» **DOCUMENT EXTRACT**
• • •
A ruling by Germany’s Federal Constitutional Court has been hailed as a major victory for the trans community.

The law at present says that anyone who has been certified as transsexual will only be allowed to change their sex on their birth certificate if they are unmarried.

In August 2001 Germany legalised registered partnerships for same-sex couples but this law does not apply to them, only to marriage.

A trans woman who underwent surgery in 2002 and has been married for 56 years did not want to break up her happy marriage, which had produced three children, in order to change her birth documents.

Today the Federal Constitutional Court ruled that the present law is unconstitutional and gave the German government until August 2009 to change it.

Germany introduced the “law on the change of first name and determination of gender identity in special cases,” known as “Transsexuellengesetz,” in 1980.

In the UK, under the Gender Recognition Act, if a Gender Recognition Panel grants an application it must issue a gender recognition certificate to the applicant.
• • •
» **DATA TO EXAMINE**

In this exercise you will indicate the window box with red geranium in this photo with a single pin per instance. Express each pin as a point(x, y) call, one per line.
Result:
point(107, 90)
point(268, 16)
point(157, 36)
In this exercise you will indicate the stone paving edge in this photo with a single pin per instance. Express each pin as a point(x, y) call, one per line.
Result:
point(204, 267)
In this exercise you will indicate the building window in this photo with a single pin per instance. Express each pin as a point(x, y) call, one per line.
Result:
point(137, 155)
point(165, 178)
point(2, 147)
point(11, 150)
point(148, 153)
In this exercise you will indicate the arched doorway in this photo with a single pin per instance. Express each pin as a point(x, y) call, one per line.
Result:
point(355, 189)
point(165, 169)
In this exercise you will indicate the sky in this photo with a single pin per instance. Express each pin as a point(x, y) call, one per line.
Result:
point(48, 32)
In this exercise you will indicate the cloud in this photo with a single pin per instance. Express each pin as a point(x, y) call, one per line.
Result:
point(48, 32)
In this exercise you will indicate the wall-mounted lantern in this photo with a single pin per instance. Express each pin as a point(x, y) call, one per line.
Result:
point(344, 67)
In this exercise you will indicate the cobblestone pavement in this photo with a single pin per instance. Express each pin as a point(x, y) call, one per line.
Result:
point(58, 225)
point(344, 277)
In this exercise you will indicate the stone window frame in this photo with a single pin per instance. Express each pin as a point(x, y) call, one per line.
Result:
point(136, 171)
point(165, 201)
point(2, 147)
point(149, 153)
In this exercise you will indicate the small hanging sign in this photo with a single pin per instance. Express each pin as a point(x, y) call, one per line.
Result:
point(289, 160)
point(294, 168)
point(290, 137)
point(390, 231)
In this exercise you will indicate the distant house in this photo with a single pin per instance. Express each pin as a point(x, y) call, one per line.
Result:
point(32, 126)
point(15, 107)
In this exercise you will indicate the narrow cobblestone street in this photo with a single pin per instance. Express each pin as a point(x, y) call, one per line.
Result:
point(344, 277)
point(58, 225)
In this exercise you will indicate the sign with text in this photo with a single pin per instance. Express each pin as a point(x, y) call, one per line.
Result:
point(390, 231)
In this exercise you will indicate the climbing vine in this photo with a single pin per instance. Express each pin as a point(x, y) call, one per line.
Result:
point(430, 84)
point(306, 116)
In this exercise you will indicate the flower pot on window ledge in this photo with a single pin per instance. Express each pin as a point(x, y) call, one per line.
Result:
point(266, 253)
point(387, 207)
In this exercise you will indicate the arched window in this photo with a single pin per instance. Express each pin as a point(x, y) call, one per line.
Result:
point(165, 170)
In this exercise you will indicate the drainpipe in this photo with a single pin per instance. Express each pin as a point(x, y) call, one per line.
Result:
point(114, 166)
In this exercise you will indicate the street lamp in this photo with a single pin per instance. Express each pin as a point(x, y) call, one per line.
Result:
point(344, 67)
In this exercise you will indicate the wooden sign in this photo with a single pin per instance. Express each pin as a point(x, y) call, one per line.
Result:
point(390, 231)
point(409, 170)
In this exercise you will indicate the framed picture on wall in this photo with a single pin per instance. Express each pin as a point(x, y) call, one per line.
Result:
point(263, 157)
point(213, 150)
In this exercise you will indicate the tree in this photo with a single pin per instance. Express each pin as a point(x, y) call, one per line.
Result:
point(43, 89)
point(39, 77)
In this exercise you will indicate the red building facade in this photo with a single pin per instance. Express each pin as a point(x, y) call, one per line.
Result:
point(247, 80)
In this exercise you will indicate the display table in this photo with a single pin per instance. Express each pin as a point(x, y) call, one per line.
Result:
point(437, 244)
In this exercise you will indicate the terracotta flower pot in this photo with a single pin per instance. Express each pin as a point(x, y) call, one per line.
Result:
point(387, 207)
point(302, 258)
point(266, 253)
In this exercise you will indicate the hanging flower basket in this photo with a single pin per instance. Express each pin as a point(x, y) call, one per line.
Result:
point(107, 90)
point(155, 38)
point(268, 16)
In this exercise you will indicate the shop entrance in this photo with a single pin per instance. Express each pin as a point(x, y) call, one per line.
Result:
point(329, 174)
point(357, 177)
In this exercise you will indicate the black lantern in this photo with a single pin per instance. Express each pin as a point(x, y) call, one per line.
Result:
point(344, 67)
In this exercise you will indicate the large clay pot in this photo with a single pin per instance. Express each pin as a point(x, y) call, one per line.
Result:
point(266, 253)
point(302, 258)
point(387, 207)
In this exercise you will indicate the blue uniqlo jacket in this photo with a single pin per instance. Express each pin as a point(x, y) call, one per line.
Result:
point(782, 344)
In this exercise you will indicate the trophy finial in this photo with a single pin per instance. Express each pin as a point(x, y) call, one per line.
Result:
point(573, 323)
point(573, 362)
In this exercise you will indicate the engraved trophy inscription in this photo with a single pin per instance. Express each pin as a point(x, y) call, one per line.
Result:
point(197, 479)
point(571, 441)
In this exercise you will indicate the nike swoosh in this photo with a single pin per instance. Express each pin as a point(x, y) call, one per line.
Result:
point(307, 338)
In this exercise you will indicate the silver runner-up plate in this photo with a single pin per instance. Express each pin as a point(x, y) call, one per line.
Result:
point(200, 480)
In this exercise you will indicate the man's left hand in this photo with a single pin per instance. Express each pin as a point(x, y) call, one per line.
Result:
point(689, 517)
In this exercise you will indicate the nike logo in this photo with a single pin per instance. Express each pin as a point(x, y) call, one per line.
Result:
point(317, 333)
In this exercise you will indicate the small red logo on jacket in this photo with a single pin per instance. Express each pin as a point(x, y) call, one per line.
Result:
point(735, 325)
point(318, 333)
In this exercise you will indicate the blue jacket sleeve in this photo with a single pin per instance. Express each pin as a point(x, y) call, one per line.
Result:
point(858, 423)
• • •
» **WHAT YOU HAVE TO DO**
Carry on the article about the German court ruling on trans people and marriage from the point where it ends. The lines above are separate from the article about the German court ruling on trans people and marriage.

» **TASK RESPONSE**
If the applicant is married, the certificate is to be an interim gender recognition certificate.

(4) Schedule 2 (annulment or dissolution of marriage after issue of interim gender recognition certificate) has effect.

In England, Wales and Northern Ireland, the fact that an interim gender recognition certificate has been issued to either party to a marriage is a ground for that marriage being voidable.

Proceedings for dissolution on this basis must be begun within six months of the issue of the interim certificate.

In Scotland, on account of differences in marriage law, the grant of an interim certificate will provide a ground for divorce, rather than make the marriage voidable.